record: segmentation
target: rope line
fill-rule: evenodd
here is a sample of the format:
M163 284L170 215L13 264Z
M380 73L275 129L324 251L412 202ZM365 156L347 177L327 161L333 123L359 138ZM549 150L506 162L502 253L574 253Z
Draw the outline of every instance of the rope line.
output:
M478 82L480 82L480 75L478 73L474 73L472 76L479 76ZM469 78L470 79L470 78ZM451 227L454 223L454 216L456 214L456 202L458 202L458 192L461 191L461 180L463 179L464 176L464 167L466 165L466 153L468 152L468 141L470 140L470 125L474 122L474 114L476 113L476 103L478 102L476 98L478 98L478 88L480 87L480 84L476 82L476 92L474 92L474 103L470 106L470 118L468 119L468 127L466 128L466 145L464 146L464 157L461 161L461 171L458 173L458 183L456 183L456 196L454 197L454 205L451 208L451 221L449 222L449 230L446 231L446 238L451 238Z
========
Work to complete: Can you repeat the listing above line for line, without changing anything?

Output for this task:
record: segmentation
target: rope line
fill-rule: evenodd
here is a sample of the format:
M163 284L170 215L13 264Z
M380 73L275 129L324 251L412 202ZM365 156L347 177L327 161L333 123L359 138ZM549 150L506 162L502 253L574 253Z
Draw the outline of every instance of the rope line.
output:
M478 82L480 82L480 75L478 73L474 73L472 76L479 76ZM469 78L470 79L470 78ZM451 227L454 223L454 216L456 214L456 202L458 202L458 192L461 191L461 180L463 179L464 176L464 167L466 165L466 153L468 152L468 141L470 140L470 125L474 122L474 114L476 113L476 103L478 102L476 98L478 98L478 88L480 87L480 84L476 82L476 92L474 92L474 103L470 106L470 118L468 119L468 127L466 128L466 145L464 146L464 157L461 161L461 171L458 173L458 183L456 183L456 196L454 197L454 205L451 208L451 221L449 222L449 230L446 231L446 238L451 238Z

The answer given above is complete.